← Back to team overview

ufl team mailing list archive

Re: [Ffc] [Bug 769811] [NEW] JIT cache problem with id(form)

 

On Monday April 25 2011 15:04:43 Anders Logg wrote:
> On Mon, Apr 25, 2011 at 10:56:25PM +0100, Garth N. Wells wrote:
> > On 25/04/11 22:48, Anders Logg wrote:
> > > On Mon, Apr 25, 2011 at 10:41:58PM +0100, Garth N. Wells wrote:
> > >> On 25/04/11 22:33, Anders Logg wrote:
> > >>> On Mon, Apr 25, 2011 at 10:26:18PM +0100, Garth N. Wells wrote:
> > >>>> On 25/04/11 22:08, Anders Logg wrote:
> > >>>>> On Mon, Apr 25, 2011 at 07:40:21PM -0000, Garth Wells wrote:
> > >>>>>> On 25/04/11 20:00, Johan Hake wrote:
> > >>>>>>> On Monday April 25 2011 11:26:36 Garth Wells wrote:
> > >>>>>>>> On 25/04/11 18:51, Anders Logg wrote:
> > >>>>>>>>> On Mon, Apr 25, 2011 at 05:11:41PM -0000, Garth Wells wrote:
> > >>>>>>>>>> On 25/04/11 17:53, Johan Hake wrote:
> > >>>>>>>>>>> On Monday April 25 2011 08:59:18 Garth Wells wrote:
> > >>>>>>>>>>>> On 25/04/11 16:47, Johan Hake wrote:
> > >>>>>>>>>>>>> Commenting out the cache is really not a fix. The problem
> > >>>>>>>>>>>>> is within dolfin. Isn't there another way to deal with
> > >>>>>>>>>>>>> this?

▸ Image box annotation records
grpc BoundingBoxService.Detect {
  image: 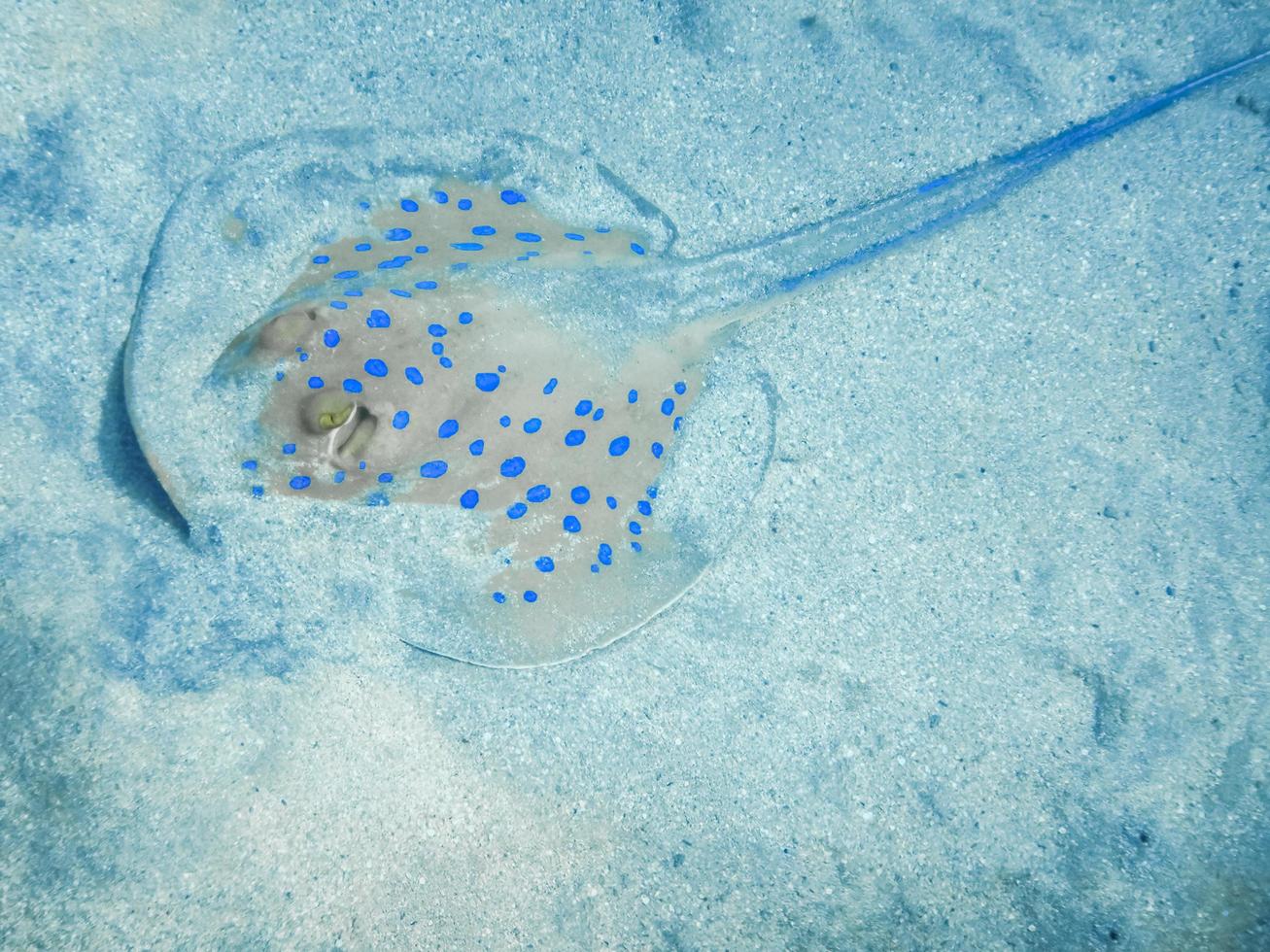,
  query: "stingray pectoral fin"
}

[400,533,710,667]
[677,51,1270,318]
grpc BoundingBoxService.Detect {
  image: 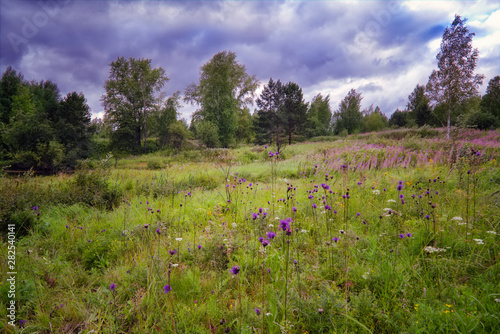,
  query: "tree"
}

[389,109,408,128]
[363,105,388,132]
[333,89,363,134]
[101,57,169,152]
[53,92,91,163]
[255,78,284,148]
[279,82,307,145]
[427,15,484,139]
[407,85,432,126]
[149,91,181,148]
[184,51,258,147]
[481,75,500,124]
[307,94,332,137]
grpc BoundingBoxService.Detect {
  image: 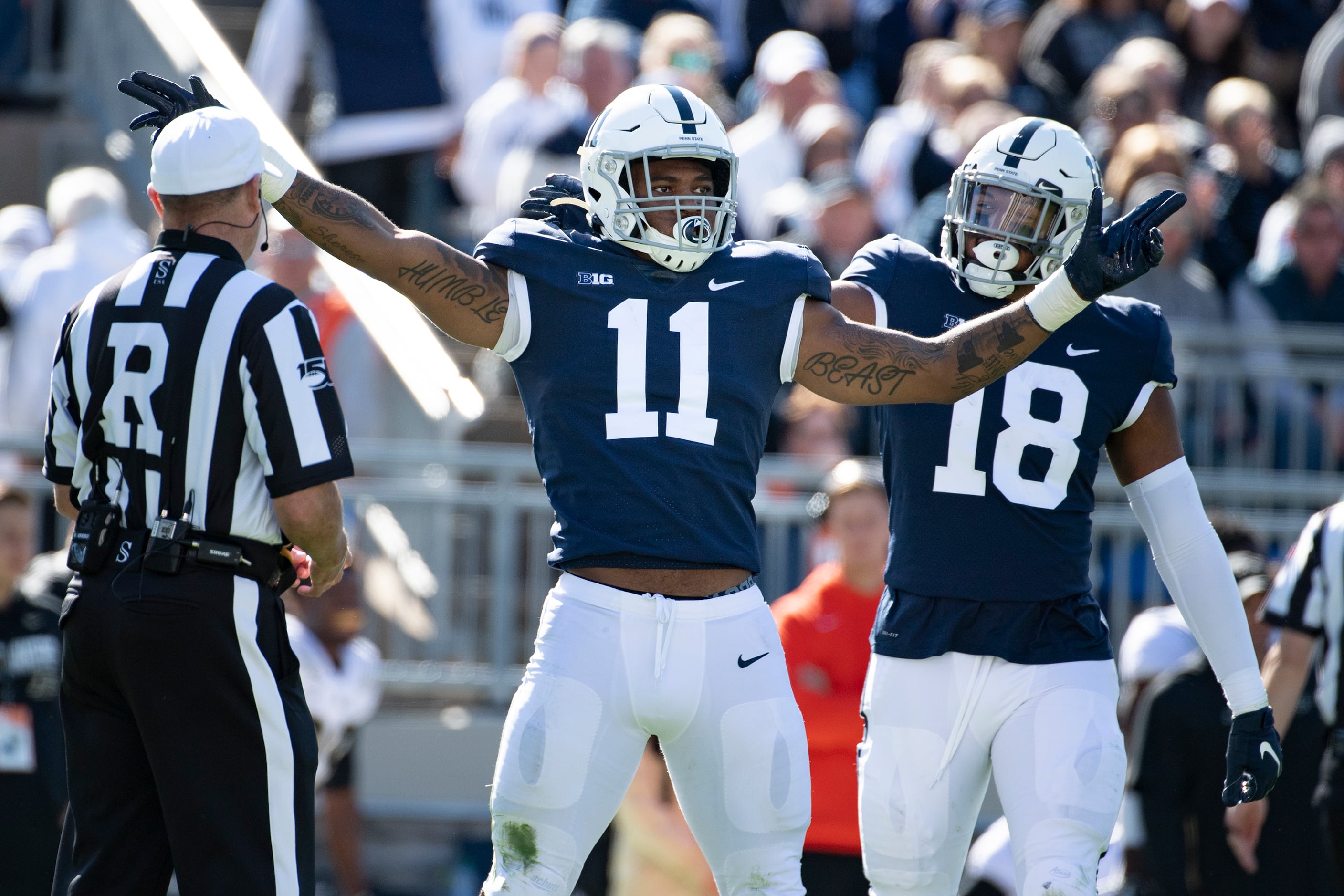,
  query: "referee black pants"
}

[52,562,317,896]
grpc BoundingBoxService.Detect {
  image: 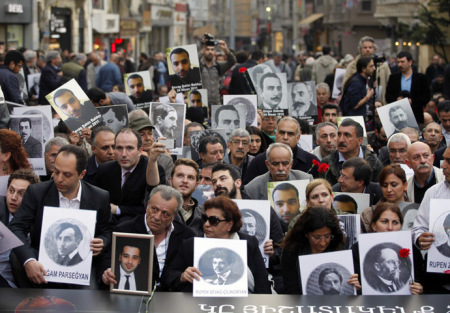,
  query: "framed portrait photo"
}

[110,232,155,295]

▸ Goal
Summarize the mailing list post in two sentences.

▸ Output
The post, from the ufl team mailing list archive, is a reply in a thread titled "Re: [Ffc] [Bug 769811] [NEW] JIT cache problem with id(form)," quoting a chain of messages exchanged on April 25, 2011 among Anders Logg, Garth N. Wells, and Johan Hake. The earliest quoted message, from Johan Hake, says that commenting out the cache is not a fix, that the problem is within dolfin, and asks whether there is another way to deal with it.